### To do
**A)** According to the sermon on John 1, how much of the semester did Karl Barth's class on the Gospel of John spend on the first 20 verses or so?
**B)** Decide whether each statement agrees with the sermon on John 1. Answer yes or no and quote the words that decide it.
(i) The opening words of John have echoed through churches for two millennia.
(ii) The sermon describes John as simple.
(iii) John later expands grace and truth into light and sharing the light.
**C)** Continue the sermon on John 1 from its last sentence.

### Study text

◆ ◆ ◆ ◆ ◆

Deut. 6:10-15; Heb 1:1-14; John 1:1-18

In the beginning was the Word, and the Word was with God, and the Word was God.  These words have echoed through the naves of our churches for two millennia now.  And they still carry as much mystery and depth of profundity as they used to.

This passage also serves to stand as a prologue to the whole book.  The great theologian Karl Barth used to teach a class on the Gospel of John and the entire semester was spent focusing on the first 20 verses or so.  That is because so much of the Gospel is simply an expansion on this initial philosophical stance.

The Word became flesh, and dwelt among us – full of grace and truth.

What do these words say to our church today – churches who are struggling to share the gospel?  John is anything but simple, and yet, the images are often rooted in simplicity.  The Word was with God.  Logic, rational, understanding.  These things are with God.

And the Word became flesh, and dwelt among us.  Jesus is the Word.  Ergo – Jesus is all that is logic and understanding.  Later John takes up these concepts of grace and truth and expands them into light and sharing the light.

◆ ◆ ◆ ◆ ◆

### Source information

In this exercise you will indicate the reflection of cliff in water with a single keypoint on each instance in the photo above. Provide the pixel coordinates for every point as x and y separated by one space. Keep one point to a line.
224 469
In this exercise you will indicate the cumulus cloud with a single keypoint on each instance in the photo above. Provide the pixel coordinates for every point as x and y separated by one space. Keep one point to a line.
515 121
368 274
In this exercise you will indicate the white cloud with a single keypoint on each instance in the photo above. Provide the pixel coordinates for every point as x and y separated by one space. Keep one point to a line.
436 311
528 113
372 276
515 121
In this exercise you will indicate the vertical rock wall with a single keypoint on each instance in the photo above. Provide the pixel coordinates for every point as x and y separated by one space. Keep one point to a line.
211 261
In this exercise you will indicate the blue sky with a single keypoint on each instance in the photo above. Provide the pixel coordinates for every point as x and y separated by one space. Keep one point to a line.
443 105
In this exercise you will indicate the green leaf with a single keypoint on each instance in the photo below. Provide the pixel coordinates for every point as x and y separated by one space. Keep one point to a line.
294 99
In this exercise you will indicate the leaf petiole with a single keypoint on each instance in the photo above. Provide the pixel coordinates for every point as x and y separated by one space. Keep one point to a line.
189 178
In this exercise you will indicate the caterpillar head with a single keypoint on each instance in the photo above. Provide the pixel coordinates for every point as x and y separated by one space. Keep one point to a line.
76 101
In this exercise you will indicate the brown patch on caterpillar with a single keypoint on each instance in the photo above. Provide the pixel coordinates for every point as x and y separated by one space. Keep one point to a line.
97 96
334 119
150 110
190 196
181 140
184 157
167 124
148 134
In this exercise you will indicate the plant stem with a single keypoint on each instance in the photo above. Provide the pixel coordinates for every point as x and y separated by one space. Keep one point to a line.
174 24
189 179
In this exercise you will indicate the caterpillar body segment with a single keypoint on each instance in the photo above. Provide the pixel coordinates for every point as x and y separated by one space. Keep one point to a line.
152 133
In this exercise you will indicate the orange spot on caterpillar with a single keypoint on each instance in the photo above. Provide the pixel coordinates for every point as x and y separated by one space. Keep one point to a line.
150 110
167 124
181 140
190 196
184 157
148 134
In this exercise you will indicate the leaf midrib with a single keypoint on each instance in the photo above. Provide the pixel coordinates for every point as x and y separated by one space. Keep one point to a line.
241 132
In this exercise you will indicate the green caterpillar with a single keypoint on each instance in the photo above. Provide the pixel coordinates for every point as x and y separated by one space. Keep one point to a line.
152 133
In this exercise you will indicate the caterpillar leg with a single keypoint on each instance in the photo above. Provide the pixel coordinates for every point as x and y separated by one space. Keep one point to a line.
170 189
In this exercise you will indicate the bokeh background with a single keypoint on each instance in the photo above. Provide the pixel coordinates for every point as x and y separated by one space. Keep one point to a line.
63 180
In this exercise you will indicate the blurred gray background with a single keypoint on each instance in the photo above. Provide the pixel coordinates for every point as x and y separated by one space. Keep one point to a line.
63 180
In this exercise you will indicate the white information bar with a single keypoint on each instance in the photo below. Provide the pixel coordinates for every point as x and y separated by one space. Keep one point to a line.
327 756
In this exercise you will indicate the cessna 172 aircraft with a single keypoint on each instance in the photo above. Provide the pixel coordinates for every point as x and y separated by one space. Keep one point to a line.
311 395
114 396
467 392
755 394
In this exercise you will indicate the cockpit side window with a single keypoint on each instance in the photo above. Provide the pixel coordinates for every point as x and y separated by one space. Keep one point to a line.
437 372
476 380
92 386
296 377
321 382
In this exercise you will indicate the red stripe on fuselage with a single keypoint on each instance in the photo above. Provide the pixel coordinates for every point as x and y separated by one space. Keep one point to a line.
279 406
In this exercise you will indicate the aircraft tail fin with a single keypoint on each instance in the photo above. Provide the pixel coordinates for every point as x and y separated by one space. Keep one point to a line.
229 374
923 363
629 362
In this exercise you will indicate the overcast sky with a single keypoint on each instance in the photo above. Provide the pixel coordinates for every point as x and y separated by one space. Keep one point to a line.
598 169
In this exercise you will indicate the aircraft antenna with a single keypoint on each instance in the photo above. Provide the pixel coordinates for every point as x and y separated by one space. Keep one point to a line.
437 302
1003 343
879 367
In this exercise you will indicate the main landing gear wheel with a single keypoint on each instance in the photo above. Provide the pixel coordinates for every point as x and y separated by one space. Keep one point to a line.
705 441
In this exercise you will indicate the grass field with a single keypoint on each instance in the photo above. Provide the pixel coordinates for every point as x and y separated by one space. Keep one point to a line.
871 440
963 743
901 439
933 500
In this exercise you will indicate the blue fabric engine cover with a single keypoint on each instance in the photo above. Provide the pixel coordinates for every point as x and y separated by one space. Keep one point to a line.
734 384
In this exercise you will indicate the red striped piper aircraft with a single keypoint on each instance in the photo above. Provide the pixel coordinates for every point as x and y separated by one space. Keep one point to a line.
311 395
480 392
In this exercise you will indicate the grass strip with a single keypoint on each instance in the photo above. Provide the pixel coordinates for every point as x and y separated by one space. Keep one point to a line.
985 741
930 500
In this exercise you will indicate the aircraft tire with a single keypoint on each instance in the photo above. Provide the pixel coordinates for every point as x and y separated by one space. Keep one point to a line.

◆ ◆ ◆ ◆ ◆

### Answers by task
**A)** The entire semester.

**B)**
(i) Yes: "These words have echoed through the naves of our churches for two millennia now."
(ii) No: "John is anything but simple"
(iii) Yes: "Later John takes up these concepts of grace and truth and expands them into light and sharing the light."

**C)**
From time to time I lead a discussion about the “I AM” statements in John.  Since our narthex windows in the chapel are I AM windows, I often get this opportunity.  It is interesting to see the depth of those “I AM” statements come to life in the midst of a community of disciples.  We all relate to or see different things: living water, I am the good shepherd, I am from above, light of the world, I and my Father are one.

Every time I think I have grasped the depth of John’s gospel, I am set back by the mystery of it all.  It is far more complex and mystical than I ever thought.  The centrality of the mystery comes at the cross, of course, but that mystery is even alluded to today.

What a strange book we have on our hands.  And what a wonderful book that speaks to the complexity, and yet the simplicity we all must recapture if our church is to have a chance.

John speaks to faith in a different way.  And in a world that is increasingly disconnect from Christianity and suspect of just about any religion, I wonder if John’s mystery and different way of talking about faith isn’t exactly the medicine this world needs.

Mystery – elusiveness – profundity – this is at the heart of the gospel message.